(Beginning of Text)

In its February report, NIRAB pointed out something totally obvious that nevertheless needs saying: that international collaboration is the main route for developing nuclear technologies. Of course, there are a number of ways of undertaking international collaboration, but we are quite a small player, however much we manage to build up our dismally low nuclear capability compared, say, with the 1960s, when we were indeed a large world player. We have been overtaken by a number of countries. If the industrial strategy, which has nuclear as one of its 10 pillars, is to be implemented, we have clearly got an awful lot of catching up to do.

I agree with the noble Lord, Lord O’Neill, that the noble Lord, Lord Teverson, slightly failed to note that, although we joined Euratom before the European Union evolved from the EEC, the European Union (Amendment) Act 2008—which I must admit had escaped my notice—joined Euratom and the European Union at the hip in some way. A lawyer can explain to me the implications of that but paragraph 18 of the Explanatory Notes explains that we have to withdraw from the European Atomic Agency Community, Euratom, because it is now part of the EU in legal terms. Be that as it may, it is absolutely clear that we have to have a relationship with Euratom and with other organisations around the world which are collaborating.

(End of Text)
(Beginning of Provided data)

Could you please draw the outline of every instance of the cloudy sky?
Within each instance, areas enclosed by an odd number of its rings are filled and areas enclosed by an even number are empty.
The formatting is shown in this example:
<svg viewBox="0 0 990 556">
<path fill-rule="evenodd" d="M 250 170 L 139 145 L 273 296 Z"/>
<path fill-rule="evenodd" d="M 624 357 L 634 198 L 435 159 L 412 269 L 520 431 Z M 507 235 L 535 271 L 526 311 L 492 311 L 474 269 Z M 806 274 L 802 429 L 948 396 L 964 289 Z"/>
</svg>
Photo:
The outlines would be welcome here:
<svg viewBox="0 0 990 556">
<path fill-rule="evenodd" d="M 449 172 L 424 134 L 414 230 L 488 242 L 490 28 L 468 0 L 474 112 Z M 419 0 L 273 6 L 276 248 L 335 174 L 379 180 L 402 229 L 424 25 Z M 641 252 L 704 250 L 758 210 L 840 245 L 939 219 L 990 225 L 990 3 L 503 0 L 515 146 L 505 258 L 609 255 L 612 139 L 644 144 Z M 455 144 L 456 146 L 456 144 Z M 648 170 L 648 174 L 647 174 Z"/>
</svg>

(End of Provided data)

▶ **Assignment A**
State whether each statement below agrees with the debate excerpt on Euratom, answering yes or no and quoting the deciding words of the excerpt.
(i) NIRAB's report was issued in February.
(ii) The industrial strategy counts nuclear as one of its 12 pillars.
(iii) The speaker says the country joined Euratom after the European Union evolved from the EEC.
▶ **Assignment B**
Answer these questions using the debate excerpt on Euratom.
(i) According to NIRAB, what is the main route for developing nuclear technologies?
(ii) In which decade does the speaker say the country was a large world player in nuclear?
(iii) Which paragraph of the Explanatory Notes explains the need to withdraw from Euratom?
▶ **Assignment C**
Carry on the debate excerpt on Euratom from the point where it stops.

▶ **Answer space A**
(i) Yes: "In its February report, NIRAB pointed out"
(ii) No: "which has nuclear as one of its 10 pillars"
(iii) No: "although we joined Euratom before the European Union evolved from the EEC"

▶ **Answer space B**
(i) International collaboration
(ii) The 1960s
(iii) Paragraph 18

▶ **Answer space C**
One such collaboration, again thinking long term, is the Generation IV International Forum. This is looking very long term, leapfrogging through to new technologies which have still to be developed—we are thinking about the year 2030 and beyond. At the moment, the NIRAB report describes us as only participating as an inactive member—that was the case in 2011—through the subscription to Euratom. When the Government responded to the Select Committee report, they said, “We don’t have to worry about joining the Generation IV Forum if we want to remain connected to the emerging technologies, because we are members of Euratom”. Clearly, that answer does not work anymore if Brexit is going to happen and we are going to leave Euratom. We clearly need quite quick answers.

I agree entirely that this is not controversial. The Government are the first to say that we simply have to develop a nuclear strategy and a nuclear capability, and we have to collaborate. If, for legal reasons—and I do believe they are only legal reasons—we have to withdraw from formal membership, surely when the Minister responds he can tell us, without prejudicing any negotiating position in this case, exactly what ideal situation we would like to achieve.